Stored entries:

<<<<

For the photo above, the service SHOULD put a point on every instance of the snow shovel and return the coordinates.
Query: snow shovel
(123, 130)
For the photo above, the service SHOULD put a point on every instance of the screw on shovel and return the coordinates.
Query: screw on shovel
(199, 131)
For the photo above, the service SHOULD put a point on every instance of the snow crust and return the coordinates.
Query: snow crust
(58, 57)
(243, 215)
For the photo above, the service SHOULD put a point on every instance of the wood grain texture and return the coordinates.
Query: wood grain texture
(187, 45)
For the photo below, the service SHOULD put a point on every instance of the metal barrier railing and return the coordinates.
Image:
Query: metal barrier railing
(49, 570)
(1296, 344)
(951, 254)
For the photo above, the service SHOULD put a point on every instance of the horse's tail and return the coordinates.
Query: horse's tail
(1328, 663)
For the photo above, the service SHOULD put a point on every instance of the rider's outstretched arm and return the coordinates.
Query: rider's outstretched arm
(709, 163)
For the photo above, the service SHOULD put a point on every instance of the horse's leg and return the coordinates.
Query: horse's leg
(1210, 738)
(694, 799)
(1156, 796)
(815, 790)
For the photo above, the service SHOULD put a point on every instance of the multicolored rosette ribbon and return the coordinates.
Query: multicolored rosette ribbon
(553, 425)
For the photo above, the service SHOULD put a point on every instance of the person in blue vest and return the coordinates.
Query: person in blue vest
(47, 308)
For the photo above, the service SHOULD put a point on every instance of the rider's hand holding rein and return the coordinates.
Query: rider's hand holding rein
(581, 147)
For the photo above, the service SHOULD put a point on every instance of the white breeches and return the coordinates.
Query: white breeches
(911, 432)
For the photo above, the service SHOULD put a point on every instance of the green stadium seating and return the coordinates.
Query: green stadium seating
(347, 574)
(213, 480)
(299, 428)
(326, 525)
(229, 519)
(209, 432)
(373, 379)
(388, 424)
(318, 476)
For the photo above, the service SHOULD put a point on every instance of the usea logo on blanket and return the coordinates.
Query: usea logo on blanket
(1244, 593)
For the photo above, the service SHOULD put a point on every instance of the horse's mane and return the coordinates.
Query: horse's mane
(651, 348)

>>>>

* [THE PROBLEM]:
Write out, word for word, the records from the line containing "ribbon and return the coordinates." up to and including the last line of the records.

* [FINISHED TASK]:
For the photo above, the service SHOULD put a point on every instance of the multicolored rosette ribbon and return the coordinates.
Query: multicolored rosette ribbon
(553, 425)
For the photo above, the service SHOULD put a point on every instance of the person in blue vest and return the coordinates.
Query: person in blue vest
(47, 308)
For the photo above, the service SHOULD put a point on every instance of the rider's hand holding rein and return the coordinates.
Query: rider's hand holding rein
(581, 147)
For the photo above, the service SHOULD put a point on every instance of the white breeches and return the coordinates.
Query: white breeches
(911, 432)
For the photo above, the service SHOULD put a point on every instance of the green stadium seating and return the coordinates.
Query: green stadium seating
(347, 574)
(213, 480)
(299, 428)
(326, 525)
(229, 519)
(209, 432)
(373, 379)
(388, 424)
(318, 476)
For the photo above, the service SHOULD put a point on every instance of the usea logo on blanket and return the coordinates.
Query: usea logo on blanket
(1244, 593)
For the photo above, the service SHOULD put a point on every instance of the horse's mane and return the coordinates.
Query: horse's mane
(651, 348)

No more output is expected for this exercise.